■ Work required
Count how many lines in the entries below contain the string "wheel", matching case exactly. Reply with the number alone.

■ Task input
###

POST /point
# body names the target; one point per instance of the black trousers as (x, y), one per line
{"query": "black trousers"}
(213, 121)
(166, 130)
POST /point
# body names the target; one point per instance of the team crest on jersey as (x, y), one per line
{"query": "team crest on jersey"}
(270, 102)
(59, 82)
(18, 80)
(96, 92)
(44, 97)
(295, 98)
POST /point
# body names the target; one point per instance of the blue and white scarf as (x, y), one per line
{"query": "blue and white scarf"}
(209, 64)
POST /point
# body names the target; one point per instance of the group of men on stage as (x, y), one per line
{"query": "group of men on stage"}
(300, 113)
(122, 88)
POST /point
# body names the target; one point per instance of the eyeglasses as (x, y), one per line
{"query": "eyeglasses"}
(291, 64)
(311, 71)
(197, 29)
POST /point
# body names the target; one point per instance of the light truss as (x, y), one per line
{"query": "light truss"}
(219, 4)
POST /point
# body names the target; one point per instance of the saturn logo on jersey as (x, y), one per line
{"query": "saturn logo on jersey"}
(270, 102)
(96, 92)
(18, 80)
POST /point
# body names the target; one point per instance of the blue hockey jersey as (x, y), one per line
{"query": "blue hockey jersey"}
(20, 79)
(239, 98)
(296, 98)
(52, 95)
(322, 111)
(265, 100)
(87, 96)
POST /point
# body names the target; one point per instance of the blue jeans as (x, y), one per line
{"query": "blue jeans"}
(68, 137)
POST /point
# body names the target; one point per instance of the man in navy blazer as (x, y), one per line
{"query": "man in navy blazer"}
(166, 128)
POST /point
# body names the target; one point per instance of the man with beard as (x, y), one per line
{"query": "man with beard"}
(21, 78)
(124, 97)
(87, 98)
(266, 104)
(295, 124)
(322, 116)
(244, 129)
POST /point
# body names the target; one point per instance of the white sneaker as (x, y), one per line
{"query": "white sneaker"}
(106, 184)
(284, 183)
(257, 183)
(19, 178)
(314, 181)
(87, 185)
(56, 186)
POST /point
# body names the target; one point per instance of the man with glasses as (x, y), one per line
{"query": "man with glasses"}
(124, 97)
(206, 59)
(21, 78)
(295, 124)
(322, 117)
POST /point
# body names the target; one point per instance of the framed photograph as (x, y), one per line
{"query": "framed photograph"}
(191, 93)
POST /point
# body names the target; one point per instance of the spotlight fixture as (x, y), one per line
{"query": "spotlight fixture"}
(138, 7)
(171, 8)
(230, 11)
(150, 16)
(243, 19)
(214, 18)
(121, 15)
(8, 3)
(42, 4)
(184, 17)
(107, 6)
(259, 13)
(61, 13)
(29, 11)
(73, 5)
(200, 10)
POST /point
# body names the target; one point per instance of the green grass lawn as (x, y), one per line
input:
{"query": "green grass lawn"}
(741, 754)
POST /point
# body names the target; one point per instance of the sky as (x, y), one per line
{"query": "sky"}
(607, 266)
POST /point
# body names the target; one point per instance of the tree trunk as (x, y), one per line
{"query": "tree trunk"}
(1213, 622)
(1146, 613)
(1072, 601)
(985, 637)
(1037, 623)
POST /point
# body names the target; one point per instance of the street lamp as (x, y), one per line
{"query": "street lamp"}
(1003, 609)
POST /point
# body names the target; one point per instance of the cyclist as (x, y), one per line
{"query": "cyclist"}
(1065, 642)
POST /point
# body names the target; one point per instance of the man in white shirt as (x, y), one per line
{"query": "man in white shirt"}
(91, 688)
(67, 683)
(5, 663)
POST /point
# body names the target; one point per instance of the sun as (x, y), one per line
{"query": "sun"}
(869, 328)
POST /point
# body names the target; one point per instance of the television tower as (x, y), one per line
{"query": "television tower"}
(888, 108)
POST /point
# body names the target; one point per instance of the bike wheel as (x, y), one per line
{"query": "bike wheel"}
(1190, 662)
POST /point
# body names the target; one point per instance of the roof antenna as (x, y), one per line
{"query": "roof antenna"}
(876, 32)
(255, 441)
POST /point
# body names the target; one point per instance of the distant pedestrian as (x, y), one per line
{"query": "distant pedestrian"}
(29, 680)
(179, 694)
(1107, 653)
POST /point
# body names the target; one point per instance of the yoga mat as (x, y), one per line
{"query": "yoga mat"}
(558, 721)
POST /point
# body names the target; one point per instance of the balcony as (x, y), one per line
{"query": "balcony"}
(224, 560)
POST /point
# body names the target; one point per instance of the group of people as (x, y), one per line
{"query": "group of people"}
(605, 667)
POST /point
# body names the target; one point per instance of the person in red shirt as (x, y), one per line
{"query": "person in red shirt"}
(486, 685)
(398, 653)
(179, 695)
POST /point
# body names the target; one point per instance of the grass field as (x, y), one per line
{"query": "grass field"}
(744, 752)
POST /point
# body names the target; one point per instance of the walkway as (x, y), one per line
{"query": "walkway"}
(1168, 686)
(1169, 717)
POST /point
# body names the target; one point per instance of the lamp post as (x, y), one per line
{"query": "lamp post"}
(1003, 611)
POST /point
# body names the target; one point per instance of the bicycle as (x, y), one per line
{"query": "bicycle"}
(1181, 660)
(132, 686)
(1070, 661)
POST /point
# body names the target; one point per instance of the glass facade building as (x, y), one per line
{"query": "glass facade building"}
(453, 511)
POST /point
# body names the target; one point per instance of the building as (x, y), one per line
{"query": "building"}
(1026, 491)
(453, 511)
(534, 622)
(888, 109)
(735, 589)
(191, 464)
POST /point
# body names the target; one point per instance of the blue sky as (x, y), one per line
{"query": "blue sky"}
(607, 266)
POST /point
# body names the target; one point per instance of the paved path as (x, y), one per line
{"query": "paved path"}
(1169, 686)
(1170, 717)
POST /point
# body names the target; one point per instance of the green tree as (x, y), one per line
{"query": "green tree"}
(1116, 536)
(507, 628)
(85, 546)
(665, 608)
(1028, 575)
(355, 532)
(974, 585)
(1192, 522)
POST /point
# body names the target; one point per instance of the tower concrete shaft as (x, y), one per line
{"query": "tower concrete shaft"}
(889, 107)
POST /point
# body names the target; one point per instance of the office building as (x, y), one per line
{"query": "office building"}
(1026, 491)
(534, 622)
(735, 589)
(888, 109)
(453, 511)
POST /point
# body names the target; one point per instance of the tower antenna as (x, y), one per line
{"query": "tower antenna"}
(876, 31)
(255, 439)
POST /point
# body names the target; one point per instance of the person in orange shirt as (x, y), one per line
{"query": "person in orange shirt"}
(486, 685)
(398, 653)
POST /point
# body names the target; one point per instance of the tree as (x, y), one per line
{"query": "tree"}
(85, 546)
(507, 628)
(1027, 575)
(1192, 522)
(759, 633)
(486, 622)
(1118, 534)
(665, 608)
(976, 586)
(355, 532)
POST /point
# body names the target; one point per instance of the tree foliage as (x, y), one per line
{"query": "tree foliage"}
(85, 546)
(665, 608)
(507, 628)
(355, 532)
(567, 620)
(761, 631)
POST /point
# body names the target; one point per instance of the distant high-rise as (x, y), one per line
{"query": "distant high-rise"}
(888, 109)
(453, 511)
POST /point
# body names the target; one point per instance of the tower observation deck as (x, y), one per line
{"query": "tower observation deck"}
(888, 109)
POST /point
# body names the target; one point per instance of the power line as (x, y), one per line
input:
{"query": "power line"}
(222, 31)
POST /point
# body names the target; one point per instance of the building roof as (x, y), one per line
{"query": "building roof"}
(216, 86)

###

■ Final result
2